■ TASK DETAILS
All lines from the opening of the material up to and including the line with "# indicate a point on every instance of the sunlit" should be transcribed exactly, pictures excepted.
(RECORDS SHOWN begins)
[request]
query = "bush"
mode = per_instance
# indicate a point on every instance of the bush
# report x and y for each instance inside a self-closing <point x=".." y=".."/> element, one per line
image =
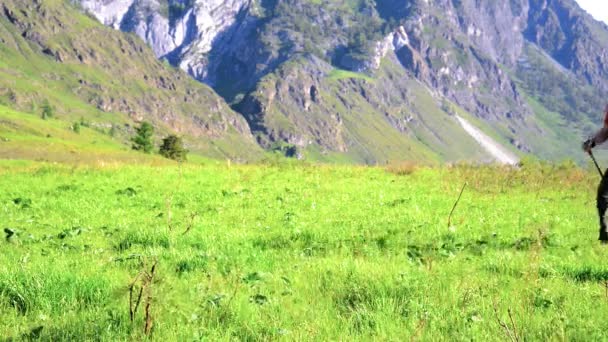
<point x="173" y="148"/>
<point x="47" y="110"/>
<point x="143" y="140"/>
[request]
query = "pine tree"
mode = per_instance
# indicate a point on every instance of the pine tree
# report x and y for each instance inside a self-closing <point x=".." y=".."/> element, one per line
<point x="143" y="140"/>
<point x="173" y="148"/>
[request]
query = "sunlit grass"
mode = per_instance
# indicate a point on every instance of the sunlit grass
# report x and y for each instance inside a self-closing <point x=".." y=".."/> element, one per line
<point x="301" y="252"/>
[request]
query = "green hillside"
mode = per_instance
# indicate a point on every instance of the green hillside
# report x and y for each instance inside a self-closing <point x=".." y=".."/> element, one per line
<point x="53" y="55"/>
<point x="225" y="252"/>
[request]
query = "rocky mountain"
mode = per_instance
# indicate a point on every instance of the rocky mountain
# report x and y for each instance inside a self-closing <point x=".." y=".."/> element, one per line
<point x="376" y="80"/>
<point x="54" y="56"/>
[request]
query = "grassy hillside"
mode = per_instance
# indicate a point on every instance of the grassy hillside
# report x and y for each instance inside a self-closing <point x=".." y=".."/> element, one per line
<point x="299" y="252"/>
<point x="52" y="55"/>
<point x="28" y="137"/>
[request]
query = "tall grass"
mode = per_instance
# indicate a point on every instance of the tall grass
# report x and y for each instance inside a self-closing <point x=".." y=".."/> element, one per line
<point x="301" y="252"/>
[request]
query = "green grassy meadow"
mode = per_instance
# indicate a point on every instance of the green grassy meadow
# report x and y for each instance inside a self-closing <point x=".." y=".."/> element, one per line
<point x="289" y="251"/>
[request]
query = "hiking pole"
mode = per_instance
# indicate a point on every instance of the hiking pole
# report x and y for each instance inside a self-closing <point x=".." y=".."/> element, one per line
<point x="596" y="165"/>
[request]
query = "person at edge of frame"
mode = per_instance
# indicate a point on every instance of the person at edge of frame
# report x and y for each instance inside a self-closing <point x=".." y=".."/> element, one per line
<point x="602" y="190"/>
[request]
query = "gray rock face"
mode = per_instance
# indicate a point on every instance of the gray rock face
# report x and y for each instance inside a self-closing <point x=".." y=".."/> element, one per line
<point x="487" y="57"/>
<point x="182" y="32"/>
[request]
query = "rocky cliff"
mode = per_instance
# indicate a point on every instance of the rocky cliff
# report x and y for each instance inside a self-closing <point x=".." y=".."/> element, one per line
<point x="325" y="75"/>
<point x="53" y="55"/>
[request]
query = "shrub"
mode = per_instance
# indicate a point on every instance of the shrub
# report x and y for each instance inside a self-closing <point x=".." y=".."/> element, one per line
<point x="76" y="127"/>
<point x="142" y="141"/>
<point x="47" y="110"/>
<point x="173" y="148"/>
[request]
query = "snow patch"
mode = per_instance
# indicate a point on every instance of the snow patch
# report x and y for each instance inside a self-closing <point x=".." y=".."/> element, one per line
<point x="499" y="153"/>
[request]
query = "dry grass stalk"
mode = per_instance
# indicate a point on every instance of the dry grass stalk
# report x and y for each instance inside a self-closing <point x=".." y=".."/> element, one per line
<point x="455" y="204"/>
<point x="510" y="332"/>
<point x="145" y="280"/>
<point x="191" y="224"/>
<point x="402" y="168"/>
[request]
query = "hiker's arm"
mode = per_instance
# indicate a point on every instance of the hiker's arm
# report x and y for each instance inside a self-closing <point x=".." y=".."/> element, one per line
<point x="597" y="139"/>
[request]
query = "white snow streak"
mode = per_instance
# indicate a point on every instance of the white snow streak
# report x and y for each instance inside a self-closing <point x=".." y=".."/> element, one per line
<point x="492" y="147"/>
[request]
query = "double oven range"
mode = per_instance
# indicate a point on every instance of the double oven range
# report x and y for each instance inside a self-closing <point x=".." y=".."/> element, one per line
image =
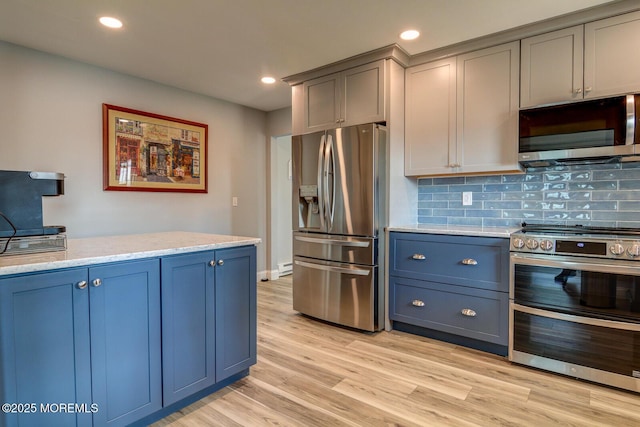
<point x="575" y="302"/>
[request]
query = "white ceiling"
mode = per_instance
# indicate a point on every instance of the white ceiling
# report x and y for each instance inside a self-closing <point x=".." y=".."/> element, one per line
<point x="221" y="48"/>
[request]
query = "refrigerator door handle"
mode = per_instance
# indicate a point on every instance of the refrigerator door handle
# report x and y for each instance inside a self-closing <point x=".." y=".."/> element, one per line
<point x="321" y="194"/>
<point x="326" y="196"/>
<point x="333" y="242"/>
<point x="334" y="269"/>
<point x="331" y="203"/>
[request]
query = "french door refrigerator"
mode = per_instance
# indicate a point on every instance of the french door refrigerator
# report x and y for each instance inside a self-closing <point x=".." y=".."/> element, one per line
<point x="338" y="222"/>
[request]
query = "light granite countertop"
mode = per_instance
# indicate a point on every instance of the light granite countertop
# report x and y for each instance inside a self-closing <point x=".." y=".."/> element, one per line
<point x="99" y="250"/>
<point x="459" y="230"/>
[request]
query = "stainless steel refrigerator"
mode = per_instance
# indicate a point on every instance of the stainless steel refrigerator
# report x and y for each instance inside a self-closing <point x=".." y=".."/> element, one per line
<point x="338" y="221"/>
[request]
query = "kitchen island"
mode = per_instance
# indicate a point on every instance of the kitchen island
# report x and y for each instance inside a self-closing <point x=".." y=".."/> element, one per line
<point x="125" y="329"/>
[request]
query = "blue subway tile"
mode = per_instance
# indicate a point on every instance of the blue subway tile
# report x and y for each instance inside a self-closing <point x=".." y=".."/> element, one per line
<point x="465" y="221"/>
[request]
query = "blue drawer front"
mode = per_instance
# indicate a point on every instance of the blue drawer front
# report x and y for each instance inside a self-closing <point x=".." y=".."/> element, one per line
<point x="480" y="262"/>
<point x="443" y="309"/>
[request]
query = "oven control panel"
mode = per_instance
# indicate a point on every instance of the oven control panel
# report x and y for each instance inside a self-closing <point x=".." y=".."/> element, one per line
<point x="614" y="247"/>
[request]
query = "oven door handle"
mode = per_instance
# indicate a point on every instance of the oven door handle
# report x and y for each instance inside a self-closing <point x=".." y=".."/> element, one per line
<point x="613" y="324"/>
<point x="577" y="263"/>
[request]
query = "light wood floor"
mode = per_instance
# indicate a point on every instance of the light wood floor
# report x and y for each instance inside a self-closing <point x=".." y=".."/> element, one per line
<point x="312" y="374"/>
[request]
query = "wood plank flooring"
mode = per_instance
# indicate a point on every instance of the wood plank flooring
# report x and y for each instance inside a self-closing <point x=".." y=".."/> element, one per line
<point x="313" y="374"/>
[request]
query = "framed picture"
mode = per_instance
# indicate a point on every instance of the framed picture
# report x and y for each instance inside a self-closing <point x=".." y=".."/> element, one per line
<point x="149" y="152"/>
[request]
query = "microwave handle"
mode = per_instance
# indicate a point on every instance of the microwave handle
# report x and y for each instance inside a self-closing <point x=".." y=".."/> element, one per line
<point x="631" y="119"/>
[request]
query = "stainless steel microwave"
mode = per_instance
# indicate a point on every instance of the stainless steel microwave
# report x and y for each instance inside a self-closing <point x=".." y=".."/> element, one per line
<point x="594" y="131"/>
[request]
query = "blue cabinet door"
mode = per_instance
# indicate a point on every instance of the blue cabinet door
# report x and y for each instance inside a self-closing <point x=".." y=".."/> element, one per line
<point x="235" y="310"/>
<point x="125" y="341"/>
<point x="188" y="325"/>
<point x="45" y="348"/>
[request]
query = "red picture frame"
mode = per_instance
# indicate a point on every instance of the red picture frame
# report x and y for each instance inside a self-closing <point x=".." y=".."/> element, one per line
<point x="150" y="152"/>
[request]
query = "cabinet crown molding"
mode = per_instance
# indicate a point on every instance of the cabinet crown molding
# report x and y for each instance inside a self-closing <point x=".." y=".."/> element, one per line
<point x="392" y="51"/>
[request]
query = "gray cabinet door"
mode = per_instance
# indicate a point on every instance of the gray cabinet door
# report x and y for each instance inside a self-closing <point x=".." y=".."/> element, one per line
<point x="430" y="118"/>
<point x="354" y="96"/>
<point x="487" y="109"/>
<point x="321" y="103"/>
<point x="611" y="62"/>
<point x="363" y="96"/>
<point x="551" y="67"/>
<point x="462" y="114"/>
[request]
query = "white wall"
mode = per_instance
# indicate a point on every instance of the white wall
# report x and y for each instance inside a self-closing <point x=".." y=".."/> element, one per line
<point x="281" y="188"/>
<point x="51" y="120"/>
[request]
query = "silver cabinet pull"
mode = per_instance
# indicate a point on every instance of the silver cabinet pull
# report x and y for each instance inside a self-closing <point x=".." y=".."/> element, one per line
<point x="468" y="312"/>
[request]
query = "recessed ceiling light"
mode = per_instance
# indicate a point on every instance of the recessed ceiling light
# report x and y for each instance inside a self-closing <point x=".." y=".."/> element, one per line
<point x="409" y="35"/>
<point x="110" y="22"/>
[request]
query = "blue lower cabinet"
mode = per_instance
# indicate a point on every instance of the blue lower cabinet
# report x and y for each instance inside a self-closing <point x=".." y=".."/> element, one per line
<point x="236" y="307"/>
<point x="451" y="287"/>
<point x="44" y="349"/>
<point x="81" y="347"/>
<point x="188" y="324"/>
<point x="124" y="343"/>
<point x="208" y="319"/>
<point x="126" y="371"/>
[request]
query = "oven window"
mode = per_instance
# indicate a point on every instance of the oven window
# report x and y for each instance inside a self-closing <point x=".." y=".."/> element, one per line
<point x="582" y="293"/>
<point x="603" y="348"/>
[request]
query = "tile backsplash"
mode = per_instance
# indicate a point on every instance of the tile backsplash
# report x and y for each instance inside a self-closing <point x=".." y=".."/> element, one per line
<point x="598" y="195"/>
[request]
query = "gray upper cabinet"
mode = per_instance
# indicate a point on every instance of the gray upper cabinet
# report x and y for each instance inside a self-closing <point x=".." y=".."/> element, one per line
<point x="611" y="62"/>
<point x="461" y="114"/>
<point x="581" y="62"/>
<point x="354" y="96"/>
<point x="560" y="51"/>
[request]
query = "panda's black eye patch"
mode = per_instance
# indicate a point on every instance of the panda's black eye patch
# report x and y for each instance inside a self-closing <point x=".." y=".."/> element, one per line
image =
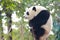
<point x="27" y="13"/>
<point x="34" y="8"/>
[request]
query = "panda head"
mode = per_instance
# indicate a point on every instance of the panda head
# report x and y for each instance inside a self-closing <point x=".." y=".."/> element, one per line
<point x="33" y="11"/>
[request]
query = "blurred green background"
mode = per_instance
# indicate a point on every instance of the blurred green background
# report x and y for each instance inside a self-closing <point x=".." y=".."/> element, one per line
<point x="14" y="27"/>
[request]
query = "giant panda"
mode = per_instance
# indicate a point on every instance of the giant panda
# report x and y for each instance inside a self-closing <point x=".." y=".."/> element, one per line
<point x="40" y="21"/>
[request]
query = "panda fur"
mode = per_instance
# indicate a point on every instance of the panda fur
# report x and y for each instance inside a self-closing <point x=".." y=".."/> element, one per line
<point x="40" y="21"/>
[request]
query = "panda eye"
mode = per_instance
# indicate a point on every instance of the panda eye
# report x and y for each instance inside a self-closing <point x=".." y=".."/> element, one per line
<point x="27" y="13"/>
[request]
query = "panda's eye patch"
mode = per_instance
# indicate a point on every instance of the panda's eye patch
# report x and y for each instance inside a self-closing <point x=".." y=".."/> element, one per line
<point x="27" y="13"/>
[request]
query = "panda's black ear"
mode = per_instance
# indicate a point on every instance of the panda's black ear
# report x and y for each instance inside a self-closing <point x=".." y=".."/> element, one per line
<point x="34" y="8"/>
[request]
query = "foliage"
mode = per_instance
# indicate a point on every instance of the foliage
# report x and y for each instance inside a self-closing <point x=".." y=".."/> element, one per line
<point x="23" y="33"/>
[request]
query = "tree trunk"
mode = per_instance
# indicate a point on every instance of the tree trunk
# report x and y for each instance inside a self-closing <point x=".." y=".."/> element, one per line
<point x="1" y="28"/>
<point x="9" y="23"/>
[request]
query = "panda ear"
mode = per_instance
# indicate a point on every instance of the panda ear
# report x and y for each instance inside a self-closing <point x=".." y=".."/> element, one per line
<point x="34" y="8"/>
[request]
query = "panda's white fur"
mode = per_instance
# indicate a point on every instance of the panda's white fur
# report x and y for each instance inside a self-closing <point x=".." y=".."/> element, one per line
<point x="32" y="14"/>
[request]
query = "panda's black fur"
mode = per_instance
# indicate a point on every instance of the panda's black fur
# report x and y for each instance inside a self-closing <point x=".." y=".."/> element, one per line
<point x="38" y="21"/>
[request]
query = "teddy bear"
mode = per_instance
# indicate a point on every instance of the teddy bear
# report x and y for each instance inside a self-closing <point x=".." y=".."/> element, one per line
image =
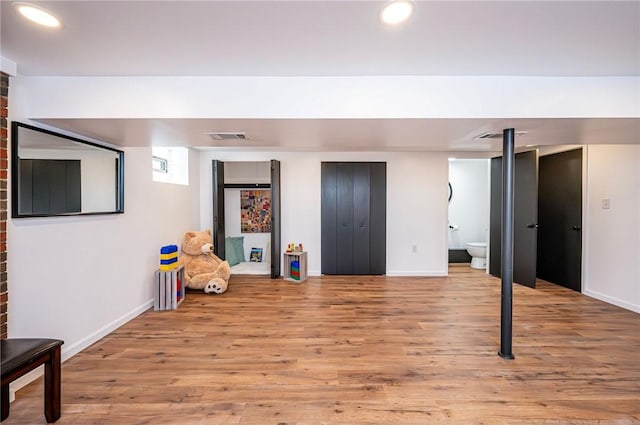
<point x="202" y="268"/>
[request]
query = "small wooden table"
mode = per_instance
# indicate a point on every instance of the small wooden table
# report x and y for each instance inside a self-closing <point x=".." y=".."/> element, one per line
<point x="301" y="258"/>
<point x="19" y="356"/>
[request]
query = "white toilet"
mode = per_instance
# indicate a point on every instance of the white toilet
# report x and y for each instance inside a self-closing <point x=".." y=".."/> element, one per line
<point x="478" y="253"/>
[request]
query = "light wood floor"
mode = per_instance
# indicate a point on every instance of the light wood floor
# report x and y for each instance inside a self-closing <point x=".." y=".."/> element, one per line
<point x="358" y="350"/>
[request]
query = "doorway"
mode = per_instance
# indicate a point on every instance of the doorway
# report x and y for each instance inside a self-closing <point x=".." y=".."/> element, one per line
<point x="232" y="181"/>
<point x="525" y="218"/>
<point x="547" y="218"/>
<point x="560" y="219"/>
<point x="468" y="211"/>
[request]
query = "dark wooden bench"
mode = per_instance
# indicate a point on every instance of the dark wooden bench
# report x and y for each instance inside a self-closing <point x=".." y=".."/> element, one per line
<point x="20" y="356"/>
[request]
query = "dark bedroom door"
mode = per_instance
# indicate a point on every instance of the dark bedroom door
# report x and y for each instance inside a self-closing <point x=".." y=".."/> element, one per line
<point x="275" y="219"/>
<point x="353" y="218"/>
<point x="218" y="208"/>
<point x="525" y="216"/>
<point x="560" y="215"/>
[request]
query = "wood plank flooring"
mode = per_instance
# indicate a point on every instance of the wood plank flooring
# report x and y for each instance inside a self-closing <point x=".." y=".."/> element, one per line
(RECORDS SHOWN ends)
■ COMPLETED TASK
[request]
query = "bush"
mode = per_instance
# indicate a point on every instance of the bush
# report x and y for each instance inside a self-closing <point x=".." y=".."/> element, one per line
image =
<point x="173" y="148"/>
<point x="47" y="110"/>
<point x="143" y="140"/>
[request]
query = "pine tree"
mode = per_instance
# indicate a point on every instance of the pine tree
# report x and y for each instance inside a self-closing <point x=".." y=".."/> element, one per line
<point x="143" y="140"/>
<point x="173" y="148"/>
[request]
query = "sunlit grass"
mode = per_instance
# indicate a point on every instance of the sunlit grass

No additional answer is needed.